*Extract to read*:

--- START ---

Do a deep dive into the account. Investigate everything – timestamps, device, shipping address, IP, cookies, proxies, events, browser info, keylogging – to find any clues or suspicious signals that the fraudster left behind that can be used to detect other similar accounts on your platform. Take down and/or contact those customers to warn them that their account may have been compromised.
How to prevent future attacks
Dealing with the compromised account is important, but it’s just a first step. To prevent future ATO, it’s a good idea to take holistic, system-wide measures, too.
Update your models and rules with the known bad signals you’ve found. Remember that models (especially rules-based models) degrade over time, so it’s important to run periodic quality audits to make sure they’re continuing to catch bad users while not impacting too many good customers.
Educate your users. Good security practices, like using a password manager, can help protect against ATO. Publish articles in your Help Center educating your customers about account security, to help reinforce that message.

--- END ---

(Dataset rows)

--- START ---

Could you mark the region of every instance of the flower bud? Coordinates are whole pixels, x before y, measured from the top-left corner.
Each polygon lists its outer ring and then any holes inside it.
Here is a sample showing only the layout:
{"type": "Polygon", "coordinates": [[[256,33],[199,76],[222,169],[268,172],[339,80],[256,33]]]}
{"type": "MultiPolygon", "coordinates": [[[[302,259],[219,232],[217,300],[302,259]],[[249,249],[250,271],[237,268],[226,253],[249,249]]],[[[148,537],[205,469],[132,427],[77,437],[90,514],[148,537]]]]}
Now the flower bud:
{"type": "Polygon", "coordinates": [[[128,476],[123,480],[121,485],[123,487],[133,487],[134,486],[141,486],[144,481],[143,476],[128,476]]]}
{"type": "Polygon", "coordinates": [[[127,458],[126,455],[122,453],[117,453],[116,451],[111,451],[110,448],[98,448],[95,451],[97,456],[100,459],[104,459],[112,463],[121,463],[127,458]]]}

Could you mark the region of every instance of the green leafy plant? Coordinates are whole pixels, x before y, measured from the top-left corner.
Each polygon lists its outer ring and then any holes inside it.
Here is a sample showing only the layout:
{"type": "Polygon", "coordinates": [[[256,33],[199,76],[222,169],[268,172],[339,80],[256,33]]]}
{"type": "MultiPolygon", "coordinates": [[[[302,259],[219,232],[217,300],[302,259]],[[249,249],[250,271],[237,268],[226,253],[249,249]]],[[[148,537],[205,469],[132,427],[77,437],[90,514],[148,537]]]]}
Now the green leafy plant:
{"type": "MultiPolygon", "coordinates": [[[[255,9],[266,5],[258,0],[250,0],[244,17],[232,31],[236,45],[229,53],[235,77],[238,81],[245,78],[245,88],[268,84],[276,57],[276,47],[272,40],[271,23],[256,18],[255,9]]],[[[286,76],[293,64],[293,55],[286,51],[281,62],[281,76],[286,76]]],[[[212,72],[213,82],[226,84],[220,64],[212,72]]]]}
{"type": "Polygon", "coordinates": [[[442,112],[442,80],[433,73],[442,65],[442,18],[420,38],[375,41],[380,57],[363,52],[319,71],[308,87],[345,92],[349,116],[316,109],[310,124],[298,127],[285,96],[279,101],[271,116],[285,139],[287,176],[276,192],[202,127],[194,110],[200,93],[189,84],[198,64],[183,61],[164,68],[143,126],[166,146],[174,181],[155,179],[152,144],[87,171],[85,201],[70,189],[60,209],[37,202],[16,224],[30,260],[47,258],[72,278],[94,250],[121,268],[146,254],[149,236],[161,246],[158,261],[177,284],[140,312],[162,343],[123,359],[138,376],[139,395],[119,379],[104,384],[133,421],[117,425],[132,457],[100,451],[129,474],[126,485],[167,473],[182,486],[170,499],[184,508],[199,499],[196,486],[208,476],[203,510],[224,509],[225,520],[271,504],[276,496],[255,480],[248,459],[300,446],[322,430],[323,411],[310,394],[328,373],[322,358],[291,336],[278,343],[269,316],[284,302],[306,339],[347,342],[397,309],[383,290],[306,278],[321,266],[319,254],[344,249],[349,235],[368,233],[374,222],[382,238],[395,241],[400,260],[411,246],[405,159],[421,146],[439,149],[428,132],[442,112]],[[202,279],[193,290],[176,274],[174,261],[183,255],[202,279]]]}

--- END ---

*Work to do*:
1. What good security practice does the account takeover passage name as one that can help protect against ATO?
2. Rewrite the paragraph of the account takeover passage that begins "Do a deep dive into the account" as a short bulleted list that keeps its main facts.

*The results*:
1. Using a password manager.

2.
- Investigate the account thoroughly: timestamps, device, shipping address, IP, cookies, proxies, events, browser info, and keylogging.
- Look for clues or suspicious signals the fraudster left behind that can be used to detect other similar accounts on the platform.
- Take down and/or contact those customers to warn them that their account may have been compromised.